- Problems to work on
1. Answer these questions using the book review.
(a) Under what pen name did Pearl S. Buck publish this novel?
(b) In which town and state is the novel set?
(c) About how many pages does the story take?
2. Write the next part of the book review, starting after its final sentence.
[START OF Document]
This little experience has been educational for me and I hope it has for at least a few of my regular readers. 










Thursday, April 9, 2020

"Voices In The House" by Pearl Buck (John Sedges)--Book Review

This is the second of Pearl S. Buck's five pseudonymous novels which she published under the pen name John Sedges.  This novel is also included in the "American Triptych" edition of three of the John Sedges novels and is best bought that way if you intend to buy and read it.  This is a fascinating novel which is completely uncharacteristic of anything else I have ever read by Buck.  The book is set in Manchester, Vermont, in the home of an attorney and his wife who live in a spacious, multi-wing mansion with three servants.  The novel is a story of several conflicts: the conflict between the classes of the rich and their servants; the conflict between immigrants and natural born citizens; the conflict between the rich and the poor in general; the conflict between attorneys and the criminals they represent; and, most importantly, the conflict between men and women, husbands and wives, about their different expectations, desires, and needs regarding their sexual relationships.  The book is considerably shorter than the first John Sedges novel I read and wrote about on this blog, "The Townsman".  This novel, and the other John Sedges novel I just mentioned are completely different in nature from Buck's better Asian novels such as "The Good Earth Trilogy" and "The Living Reed" which is set in Korea.  But it is well worth reading and its complexity of issues are dealt with really well in the roughly 130 pages which she used to tell the story of the wealthy Asher family and their servants, a mother, daughter, and son-in-law of German immigrants.
[END OF Document]
[START OF Material provided]
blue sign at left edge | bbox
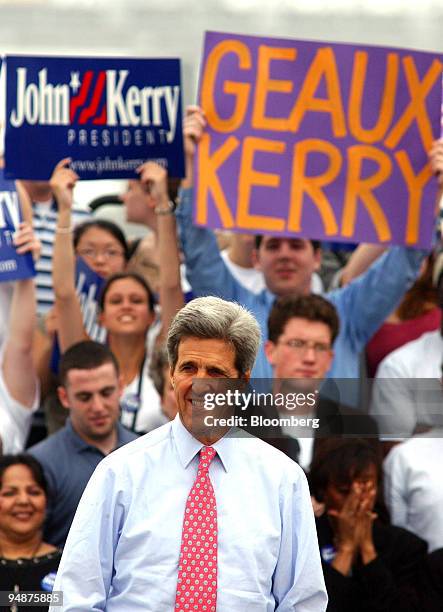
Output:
[0,169,35,282]
[5,56,184,180]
[END OF Material provided]
- Responses by task
1.
(a) John Sedges
(b) Manchester, Vermont
(c) Roughly 130 pages

2.
The Asher family is composed of the attorney, William Asher, his wife Elinor, and their three children, two sons and a daughter, along with their spouses and the children of one of the sons.  The servants are composed of Bertha, the German immigrant mother who has been with the family for forty years; her daughter Jessica, who grew up in the Asher home except for the period she spent in a Canadian convent when Bertha shipped her there as a young girl due to conflicts between the two of them which is also a major theme in the novel; and Herbert, who is eventually Jessica's husband and serves as the butler and chauffeur for the family.  Jessica's relationships with everyone in her life are contentious and she lives in a fantasy world in which she is naturally entitled to be a part of the rich family and to live in the palatial house of her own right.  Her conflicts with her mother and the Asher's are rooted in this fantasy.  Her conflict with Herbert is rooted in his belief that he is entitled to "my rights" as a married man to have sex at his whim.  A second cousin of Mrs. Asher, Cousin Emma, is eventually the victim of a horrendous murder by having darning needles driven through her eyes into her brain.  After that disclosure, I don't wish to ruin the book by telling you more.  It is well worth reading.  Try to find a copy of the "American Triptych" edition, which I have been told was originally a book club edition, and read all three of the novels it contains. The "American Triptych" edition can usually be located on the major used book websites at a reasonable price. You will not be disappointed.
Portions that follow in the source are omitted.